-- DATA PROVIDED start --

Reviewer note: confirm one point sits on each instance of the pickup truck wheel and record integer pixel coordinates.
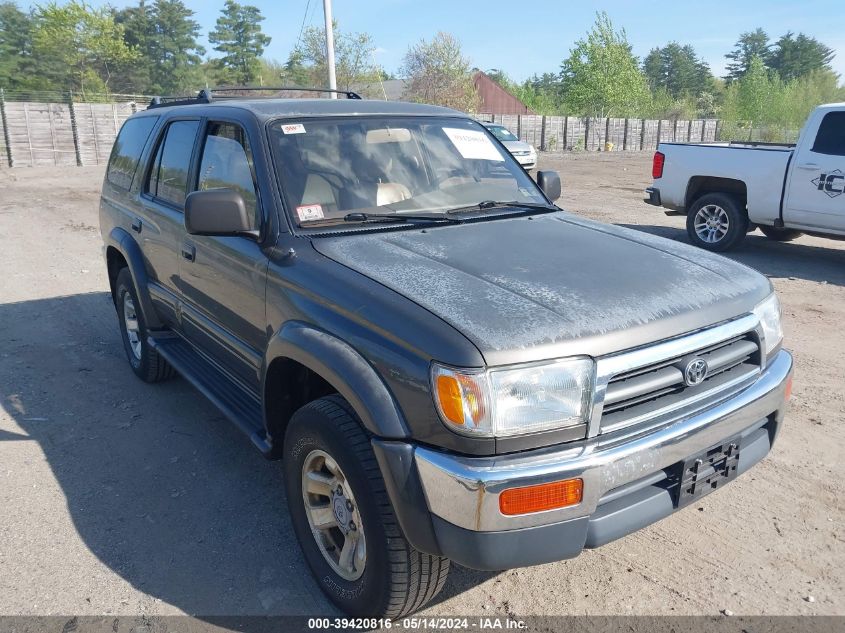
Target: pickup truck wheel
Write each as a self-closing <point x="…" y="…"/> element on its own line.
<point x="717" y="222"/>
<point x="344" y="521"/>
<point x="147" y="364"/>
<point x="780" y="235"/>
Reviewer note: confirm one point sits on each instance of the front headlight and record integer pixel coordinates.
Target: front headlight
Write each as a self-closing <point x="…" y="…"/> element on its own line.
<point x="769" y="313"/>
<point x="515" y="401"/>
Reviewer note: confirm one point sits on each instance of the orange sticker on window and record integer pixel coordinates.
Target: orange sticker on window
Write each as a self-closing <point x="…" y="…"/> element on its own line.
<point x="309" y="212"/>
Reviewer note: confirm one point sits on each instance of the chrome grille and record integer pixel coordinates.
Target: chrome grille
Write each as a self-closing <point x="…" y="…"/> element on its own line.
<point x="657" y="390"/>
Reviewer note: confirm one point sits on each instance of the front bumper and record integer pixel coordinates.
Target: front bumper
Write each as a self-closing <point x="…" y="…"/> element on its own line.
<point x="627" y="482"/>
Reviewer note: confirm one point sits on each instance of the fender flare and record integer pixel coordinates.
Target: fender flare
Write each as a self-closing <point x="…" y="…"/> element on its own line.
<point x="121" y="240"/>
<point x="343" y="368"/>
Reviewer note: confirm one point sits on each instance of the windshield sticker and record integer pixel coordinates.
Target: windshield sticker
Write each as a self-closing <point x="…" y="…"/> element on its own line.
<point x="473" y="144"/>
<point x="293" y="128"/>
<point x="309" y="212"/>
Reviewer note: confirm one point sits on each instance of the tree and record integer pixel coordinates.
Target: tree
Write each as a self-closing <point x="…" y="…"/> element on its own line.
<point x="15" y="45"/>
<point x="354" y="63"/>
<point x="750" y="45"/>
<point x="77" y="46"/>
<point x="134" y="76"/>
<point x="793" y="57"/>
<point x="678" y="70"/>
<point x="174" y="54"/>
<point x="238" y="36"/>
<point x="601" y="77"/>
<point x="437" y="72"/>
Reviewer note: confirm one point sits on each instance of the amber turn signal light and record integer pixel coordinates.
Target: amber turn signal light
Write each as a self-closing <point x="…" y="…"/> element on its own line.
<point x="558" y="494"/>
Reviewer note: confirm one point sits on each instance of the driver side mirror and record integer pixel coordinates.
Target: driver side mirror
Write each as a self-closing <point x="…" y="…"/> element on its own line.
<point x="217" y="212"/>
<point x="549" y="183"/>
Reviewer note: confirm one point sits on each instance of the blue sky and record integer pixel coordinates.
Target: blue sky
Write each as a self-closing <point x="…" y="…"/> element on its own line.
<point x="524" y="38"/>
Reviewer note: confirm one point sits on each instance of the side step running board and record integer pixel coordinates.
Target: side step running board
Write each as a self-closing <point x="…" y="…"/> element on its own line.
<point x="236" y="403"/>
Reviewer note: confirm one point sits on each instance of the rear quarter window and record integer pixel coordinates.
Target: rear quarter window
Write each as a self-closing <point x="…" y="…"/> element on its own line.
<point x="830" y="138"/>
<point x="127" y="149"/>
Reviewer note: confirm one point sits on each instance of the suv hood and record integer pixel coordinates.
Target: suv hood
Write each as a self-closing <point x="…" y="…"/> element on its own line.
<point x="526" y="289"/>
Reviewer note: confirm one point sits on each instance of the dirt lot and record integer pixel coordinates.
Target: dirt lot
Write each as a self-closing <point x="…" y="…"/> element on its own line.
<point x="118" y="497"/>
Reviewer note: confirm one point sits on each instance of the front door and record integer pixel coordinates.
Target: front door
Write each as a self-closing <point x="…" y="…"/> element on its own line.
<point x="161" y="226"/>
<point x="222" y="279"/>
<point x="816" y="191"/>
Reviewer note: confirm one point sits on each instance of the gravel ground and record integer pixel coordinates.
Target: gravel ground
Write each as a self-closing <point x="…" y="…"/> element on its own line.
<point x="118" y="497"/>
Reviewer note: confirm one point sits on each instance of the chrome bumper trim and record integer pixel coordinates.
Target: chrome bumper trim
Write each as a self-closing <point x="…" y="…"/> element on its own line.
<point x="610" y="366"/>
<point x="465" y="490"/>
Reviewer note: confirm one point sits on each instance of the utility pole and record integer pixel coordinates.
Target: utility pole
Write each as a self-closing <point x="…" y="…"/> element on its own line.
<point x="327" y="11"/>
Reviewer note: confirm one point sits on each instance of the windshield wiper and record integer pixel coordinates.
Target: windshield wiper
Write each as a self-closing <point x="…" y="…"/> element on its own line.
<point x="485" y="205"/>
<point x="382" y="217"/>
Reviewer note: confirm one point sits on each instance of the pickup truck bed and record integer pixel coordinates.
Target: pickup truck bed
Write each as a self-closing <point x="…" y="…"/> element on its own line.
<point x="729" y="189"/>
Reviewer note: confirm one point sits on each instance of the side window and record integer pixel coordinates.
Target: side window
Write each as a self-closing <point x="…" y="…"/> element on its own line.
<point x="830" y="138"/>
<point x="227" y="164"/>
<point x="127" y="150"/>
<point x="168" y="179"/>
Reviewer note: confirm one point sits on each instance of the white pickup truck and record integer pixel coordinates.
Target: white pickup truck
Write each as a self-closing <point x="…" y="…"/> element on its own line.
<point x="728" y="189"/>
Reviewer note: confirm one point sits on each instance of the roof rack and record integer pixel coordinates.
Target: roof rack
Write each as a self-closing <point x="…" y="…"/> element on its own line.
<point x="210" y="95"/>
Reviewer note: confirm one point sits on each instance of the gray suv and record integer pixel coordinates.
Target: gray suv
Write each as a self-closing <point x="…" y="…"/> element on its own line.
<point x="451" y="367"/>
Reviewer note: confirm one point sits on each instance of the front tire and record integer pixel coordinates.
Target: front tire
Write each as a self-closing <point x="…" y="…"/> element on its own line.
<point x="780" y="235"/>
<point x="145" y="361"/>
<point x="717" y="222"/>
<point x="344" y="521"/>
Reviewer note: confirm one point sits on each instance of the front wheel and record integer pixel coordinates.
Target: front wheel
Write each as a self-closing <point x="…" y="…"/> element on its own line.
<point x="717" y="222"/>
<point x="780" y="235"/>
<point x="344" y="521"/>
<point x="145" y="361"/>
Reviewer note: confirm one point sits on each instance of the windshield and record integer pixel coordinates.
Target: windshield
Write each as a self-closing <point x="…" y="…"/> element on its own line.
<point x="502" y="133"/>
<point x="331" y="168"/>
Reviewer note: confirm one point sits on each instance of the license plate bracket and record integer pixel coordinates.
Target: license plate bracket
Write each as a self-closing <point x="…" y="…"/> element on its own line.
<point x="705" y="472"/>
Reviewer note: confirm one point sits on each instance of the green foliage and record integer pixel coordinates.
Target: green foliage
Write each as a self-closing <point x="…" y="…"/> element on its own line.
<point x="165" y="35"/>
<point x="761" y="106"/>
<point x="238" y="36"/>
<point x="77" y="46"/>
<point x="354" y="62"/>
<point x="794" y="57"/>
<point x="601" y="77"/>
<point x="678" y="70"/>
<point x="440" y="74"/>
<point x="15" y="46"/>
<point x="750" y="45"/>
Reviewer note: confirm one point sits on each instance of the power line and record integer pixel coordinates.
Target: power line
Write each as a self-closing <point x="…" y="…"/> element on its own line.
<point x="302" y="27"/>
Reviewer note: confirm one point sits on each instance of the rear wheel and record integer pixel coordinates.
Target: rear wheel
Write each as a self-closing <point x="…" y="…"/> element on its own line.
<point x="145" y="361"/>
<point x="780" y="235"/>
<point x="344" y="521"/>
<point x="717" y="222"/>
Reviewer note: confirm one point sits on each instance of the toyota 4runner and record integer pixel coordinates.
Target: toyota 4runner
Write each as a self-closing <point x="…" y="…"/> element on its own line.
<point x="451" y="367"/>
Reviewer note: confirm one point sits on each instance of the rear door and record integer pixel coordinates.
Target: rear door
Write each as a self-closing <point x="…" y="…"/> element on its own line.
<point x="161" y="227"/>
<point x="222" y="279"/>
<point x="816" y="190"/>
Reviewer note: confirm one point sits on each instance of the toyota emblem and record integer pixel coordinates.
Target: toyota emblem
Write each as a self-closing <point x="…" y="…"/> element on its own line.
<point x="695" y="372"/>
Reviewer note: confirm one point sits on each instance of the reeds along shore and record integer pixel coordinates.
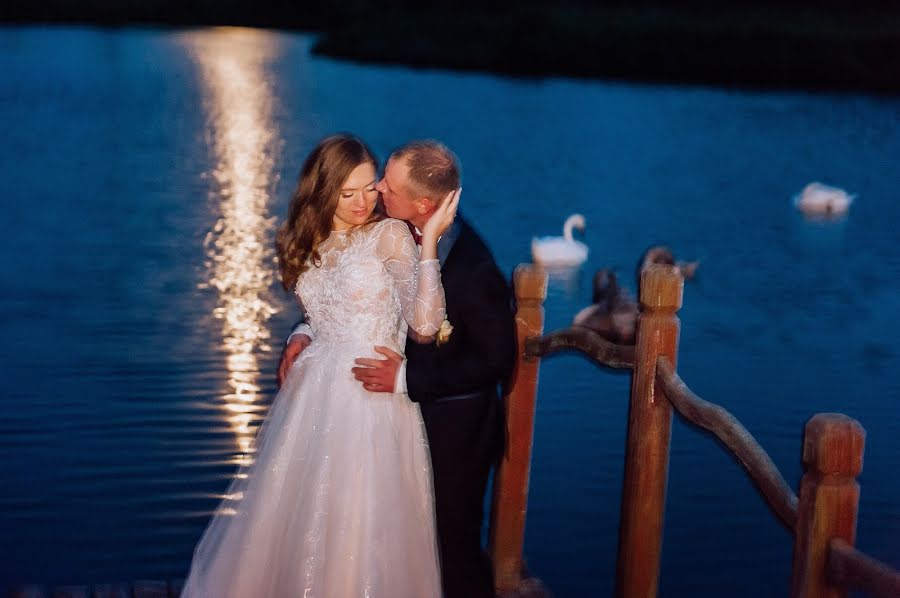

-- DATA PROVIDED end --

* WHAT YOU NEED TO DO
Rename "Reviewer note" to "Checker note" in the part of the material that opens with the line containing "emblem and record integer pixel coordinates." and closes at the end of the material, keeping all else unchanged. Give that part again without the pictures.

* FINISHED EXERCISE
Checker note: confirm one point sits on each instance of the toyota emblem and record integer pixel coordinates.
Target: toyota emblem
Write each as a self-closing <point x="…" y="…"/> element on its own line.
<point x="695" y="372"/>
Checker note: confirm one point sits on each instance of the reeds along shore and record integer pixel coordinates.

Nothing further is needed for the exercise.